Stored data entries
******************************

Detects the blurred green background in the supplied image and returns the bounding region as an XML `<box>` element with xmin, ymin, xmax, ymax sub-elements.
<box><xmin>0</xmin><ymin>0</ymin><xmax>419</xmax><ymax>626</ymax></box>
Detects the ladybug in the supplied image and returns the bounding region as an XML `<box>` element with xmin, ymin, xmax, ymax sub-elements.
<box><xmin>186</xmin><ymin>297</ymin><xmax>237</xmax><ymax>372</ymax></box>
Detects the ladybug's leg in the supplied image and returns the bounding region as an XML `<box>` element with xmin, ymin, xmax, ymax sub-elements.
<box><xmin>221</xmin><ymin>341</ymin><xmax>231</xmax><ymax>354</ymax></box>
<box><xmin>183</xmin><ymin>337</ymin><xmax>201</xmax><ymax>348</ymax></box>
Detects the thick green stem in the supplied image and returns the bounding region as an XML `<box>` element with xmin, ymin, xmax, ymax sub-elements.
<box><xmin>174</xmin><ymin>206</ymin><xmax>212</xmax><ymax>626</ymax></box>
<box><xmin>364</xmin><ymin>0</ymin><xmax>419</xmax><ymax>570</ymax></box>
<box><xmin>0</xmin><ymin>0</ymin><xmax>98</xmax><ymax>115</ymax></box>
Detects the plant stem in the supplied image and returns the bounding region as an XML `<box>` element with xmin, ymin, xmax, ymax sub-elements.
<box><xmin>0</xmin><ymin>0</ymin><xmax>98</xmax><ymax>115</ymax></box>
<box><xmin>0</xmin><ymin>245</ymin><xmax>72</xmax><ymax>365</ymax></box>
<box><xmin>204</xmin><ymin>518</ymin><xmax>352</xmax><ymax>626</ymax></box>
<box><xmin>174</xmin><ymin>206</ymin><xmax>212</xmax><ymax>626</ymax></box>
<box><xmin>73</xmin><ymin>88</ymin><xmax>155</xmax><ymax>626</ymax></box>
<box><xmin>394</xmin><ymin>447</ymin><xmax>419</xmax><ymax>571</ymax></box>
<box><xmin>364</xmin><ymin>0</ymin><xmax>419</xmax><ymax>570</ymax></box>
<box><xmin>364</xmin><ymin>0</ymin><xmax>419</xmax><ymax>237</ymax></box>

******************************

◆ Challenge
State how many of the lines above contain the string "ladybug". Reply with the number alone.

◆ Task answer
2